**What is asked:** Which lines in the material below contain the string "moth"? Show each of them, and treat uppercase and lowercase as different.

Annotation records
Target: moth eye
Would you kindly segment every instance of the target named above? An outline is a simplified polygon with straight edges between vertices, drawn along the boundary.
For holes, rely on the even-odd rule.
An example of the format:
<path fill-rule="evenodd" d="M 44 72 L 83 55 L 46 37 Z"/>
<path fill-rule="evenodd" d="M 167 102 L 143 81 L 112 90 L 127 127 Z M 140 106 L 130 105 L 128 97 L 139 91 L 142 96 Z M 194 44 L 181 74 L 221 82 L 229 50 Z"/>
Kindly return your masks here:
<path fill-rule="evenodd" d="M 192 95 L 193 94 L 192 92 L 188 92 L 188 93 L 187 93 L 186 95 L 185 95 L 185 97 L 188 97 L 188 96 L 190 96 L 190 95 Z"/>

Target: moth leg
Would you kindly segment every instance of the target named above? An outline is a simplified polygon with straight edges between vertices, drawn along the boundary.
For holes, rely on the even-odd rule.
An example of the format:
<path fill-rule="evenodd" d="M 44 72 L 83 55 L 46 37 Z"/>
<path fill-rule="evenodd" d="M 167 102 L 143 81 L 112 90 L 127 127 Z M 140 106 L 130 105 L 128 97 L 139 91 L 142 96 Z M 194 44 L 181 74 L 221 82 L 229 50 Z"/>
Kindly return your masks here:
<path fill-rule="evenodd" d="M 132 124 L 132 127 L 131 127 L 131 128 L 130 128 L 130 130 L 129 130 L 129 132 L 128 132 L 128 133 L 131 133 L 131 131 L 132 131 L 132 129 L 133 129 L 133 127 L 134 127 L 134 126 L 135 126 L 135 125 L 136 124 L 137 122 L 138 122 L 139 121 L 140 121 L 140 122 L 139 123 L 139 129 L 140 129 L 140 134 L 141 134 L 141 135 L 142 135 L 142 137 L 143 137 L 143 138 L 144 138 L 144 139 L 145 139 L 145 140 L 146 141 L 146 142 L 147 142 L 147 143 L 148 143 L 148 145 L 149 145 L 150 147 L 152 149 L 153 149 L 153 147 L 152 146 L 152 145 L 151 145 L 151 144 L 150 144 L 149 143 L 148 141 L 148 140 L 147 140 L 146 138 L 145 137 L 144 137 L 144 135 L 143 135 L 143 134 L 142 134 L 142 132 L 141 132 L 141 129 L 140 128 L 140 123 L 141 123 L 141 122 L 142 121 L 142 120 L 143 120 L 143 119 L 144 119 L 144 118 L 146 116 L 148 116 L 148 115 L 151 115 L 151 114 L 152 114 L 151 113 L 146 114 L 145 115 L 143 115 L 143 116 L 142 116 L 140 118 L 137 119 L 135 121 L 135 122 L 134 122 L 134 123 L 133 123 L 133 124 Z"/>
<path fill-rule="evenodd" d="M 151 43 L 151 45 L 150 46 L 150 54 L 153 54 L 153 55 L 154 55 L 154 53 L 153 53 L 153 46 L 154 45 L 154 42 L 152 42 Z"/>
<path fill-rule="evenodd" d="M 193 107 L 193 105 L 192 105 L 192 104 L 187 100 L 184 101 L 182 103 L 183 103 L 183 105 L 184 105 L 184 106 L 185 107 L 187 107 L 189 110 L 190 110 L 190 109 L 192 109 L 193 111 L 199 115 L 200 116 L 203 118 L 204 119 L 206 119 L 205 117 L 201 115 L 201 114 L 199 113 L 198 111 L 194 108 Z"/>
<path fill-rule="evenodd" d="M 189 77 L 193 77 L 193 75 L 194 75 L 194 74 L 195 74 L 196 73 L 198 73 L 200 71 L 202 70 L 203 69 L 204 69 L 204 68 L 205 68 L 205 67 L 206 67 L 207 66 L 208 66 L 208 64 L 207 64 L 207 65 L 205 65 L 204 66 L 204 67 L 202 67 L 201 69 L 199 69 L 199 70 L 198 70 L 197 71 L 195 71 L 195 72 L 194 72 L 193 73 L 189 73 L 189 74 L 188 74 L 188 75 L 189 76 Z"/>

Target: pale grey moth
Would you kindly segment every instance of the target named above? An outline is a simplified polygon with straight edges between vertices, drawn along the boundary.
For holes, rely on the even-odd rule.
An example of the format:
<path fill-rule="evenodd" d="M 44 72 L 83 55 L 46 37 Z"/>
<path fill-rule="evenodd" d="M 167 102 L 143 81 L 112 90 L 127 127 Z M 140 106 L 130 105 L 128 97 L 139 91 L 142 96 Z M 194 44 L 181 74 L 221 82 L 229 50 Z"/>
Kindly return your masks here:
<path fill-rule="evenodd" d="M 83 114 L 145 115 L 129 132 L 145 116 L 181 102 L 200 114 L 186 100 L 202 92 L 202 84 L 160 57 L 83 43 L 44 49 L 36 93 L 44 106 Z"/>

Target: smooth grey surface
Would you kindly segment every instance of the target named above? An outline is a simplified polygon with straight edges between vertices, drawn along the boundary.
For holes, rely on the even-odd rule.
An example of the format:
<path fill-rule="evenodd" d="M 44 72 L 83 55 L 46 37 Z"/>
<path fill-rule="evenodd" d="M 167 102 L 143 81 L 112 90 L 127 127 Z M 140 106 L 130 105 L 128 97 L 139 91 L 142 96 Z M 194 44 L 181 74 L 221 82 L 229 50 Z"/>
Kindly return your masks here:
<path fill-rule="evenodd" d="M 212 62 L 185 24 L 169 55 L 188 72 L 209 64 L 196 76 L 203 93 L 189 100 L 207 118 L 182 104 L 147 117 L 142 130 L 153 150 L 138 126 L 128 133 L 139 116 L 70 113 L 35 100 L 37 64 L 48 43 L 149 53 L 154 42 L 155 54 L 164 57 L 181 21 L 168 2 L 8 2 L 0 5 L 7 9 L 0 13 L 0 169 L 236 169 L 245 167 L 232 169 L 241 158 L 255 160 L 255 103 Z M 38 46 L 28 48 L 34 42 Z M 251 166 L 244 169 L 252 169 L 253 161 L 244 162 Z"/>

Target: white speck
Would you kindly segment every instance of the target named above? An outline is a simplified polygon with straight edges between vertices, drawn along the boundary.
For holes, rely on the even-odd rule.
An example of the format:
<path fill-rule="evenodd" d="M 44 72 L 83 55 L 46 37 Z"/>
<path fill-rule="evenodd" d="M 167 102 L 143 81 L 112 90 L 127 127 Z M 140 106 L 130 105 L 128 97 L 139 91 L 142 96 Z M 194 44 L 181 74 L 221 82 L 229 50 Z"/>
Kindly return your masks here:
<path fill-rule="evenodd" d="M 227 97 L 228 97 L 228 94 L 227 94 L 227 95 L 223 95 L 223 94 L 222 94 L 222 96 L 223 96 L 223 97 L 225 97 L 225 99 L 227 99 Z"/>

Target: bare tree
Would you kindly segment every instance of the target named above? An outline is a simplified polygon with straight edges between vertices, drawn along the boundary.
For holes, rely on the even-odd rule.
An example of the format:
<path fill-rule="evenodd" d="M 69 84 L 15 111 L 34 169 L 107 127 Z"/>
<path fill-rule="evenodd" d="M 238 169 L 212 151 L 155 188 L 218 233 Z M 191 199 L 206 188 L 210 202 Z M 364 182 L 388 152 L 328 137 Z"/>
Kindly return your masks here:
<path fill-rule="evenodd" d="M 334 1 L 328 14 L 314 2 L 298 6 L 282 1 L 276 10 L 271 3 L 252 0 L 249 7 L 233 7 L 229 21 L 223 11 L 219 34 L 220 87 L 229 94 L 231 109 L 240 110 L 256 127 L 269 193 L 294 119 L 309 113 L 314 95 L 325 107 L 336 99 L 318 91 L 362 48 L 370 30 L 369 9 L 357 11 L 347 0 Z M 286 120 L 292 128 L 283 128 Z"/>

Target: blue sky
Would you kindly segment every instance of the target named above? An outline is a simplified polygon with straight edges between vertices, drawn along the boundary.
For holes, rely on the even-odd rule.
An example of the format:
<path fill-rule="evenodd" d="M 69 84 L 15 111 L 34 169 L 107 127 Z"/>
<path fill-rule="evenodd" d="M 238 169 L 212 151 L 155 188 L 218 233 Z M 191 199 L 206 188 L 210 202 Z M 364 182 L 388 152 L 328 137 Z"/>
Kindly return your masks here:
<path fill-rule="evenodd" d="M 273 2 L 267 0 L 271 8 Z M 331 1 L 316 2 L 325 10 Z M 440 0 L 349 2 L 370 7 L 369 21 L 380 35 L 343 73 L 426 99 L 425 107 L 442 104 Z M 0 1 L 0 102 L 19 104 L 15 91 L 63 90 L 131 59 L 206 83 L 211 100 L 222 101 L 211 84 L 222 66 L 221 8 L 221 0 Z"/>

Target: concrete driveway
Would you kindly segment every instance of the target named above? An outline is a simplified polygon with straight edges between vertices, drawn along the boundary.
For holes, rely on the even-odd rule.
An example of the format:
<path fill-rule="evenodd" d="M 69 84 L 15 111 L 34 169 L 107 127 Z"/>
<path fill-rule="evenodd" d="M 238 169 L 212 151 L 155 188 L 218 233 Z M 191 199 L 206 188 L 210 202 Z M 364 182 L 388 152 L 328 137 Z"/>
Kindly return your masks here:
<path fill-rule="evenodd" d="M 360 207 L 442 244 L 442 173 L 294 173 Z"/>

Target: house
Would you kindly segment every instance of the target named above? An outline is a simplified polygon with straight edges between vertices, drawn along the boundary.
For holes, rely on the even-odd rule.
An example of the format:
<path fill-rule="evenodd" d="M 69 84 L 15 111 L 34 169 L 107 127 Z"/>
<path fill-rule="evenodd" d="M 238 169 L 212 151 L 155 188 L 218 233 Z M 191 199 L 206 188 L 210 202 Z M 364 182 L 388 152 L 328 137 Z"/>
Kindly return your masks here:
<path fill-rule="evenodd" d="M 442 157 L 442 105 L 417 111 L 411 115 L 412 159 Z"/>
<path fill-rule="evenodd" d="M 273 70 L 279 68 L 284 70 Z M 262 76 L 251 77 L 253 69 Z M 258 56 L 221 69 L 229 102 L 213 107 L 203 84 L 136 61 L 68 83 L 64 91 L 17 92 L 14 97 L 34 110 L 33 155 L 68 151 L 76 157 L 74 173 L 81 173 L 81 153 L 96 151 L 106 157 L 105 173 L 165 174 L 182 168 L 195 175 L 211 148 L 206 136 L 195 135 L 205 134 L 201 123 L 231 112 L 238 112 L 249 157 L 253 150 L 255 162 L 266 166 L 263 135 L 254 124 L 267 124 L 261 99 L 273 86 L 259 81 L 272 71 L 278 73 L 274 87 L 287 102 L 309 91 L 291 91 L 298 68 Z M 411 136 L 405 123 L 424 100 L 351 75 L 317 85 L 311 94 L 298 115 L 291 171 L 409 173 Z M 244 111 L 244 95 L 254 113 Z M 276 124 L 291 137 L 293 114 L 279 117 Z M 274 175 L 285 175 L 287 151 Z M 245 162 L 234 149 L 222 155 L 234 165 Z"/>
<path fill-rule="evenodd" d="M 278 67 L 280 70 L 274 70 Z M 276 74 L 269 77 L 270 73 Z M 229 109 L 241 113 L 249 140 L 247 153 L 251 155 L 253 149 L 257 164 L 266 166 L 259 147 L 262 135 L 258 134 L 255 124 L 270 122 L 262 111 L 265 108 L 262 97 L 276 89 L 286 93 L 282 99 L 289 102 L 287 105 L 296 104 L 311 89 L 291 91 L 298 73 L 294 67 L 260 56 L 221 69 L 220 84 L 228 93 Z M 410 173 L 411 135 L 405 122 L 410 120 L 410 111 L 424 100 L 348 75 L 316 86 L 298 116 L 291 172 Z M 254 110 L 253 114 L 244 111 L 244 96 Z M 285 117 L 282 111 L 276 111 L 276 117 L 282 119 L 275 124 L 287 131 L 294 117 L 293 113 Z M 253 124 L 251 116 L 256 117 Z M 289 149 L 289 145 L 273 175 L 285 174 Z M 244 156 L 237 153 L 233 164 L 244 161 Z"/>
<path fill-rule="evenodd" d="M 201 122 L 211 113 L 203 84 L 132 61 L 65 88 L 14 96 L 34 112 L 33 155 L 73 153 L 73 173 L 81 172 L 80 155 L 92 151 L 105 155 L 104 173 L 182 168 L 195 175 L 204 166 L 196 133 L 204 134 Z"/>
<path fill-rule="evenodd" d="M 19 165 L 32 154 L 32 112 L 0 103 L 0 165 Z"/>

**Written response:**
Target: moth eye
Target: moth leg
Target: pale grey moth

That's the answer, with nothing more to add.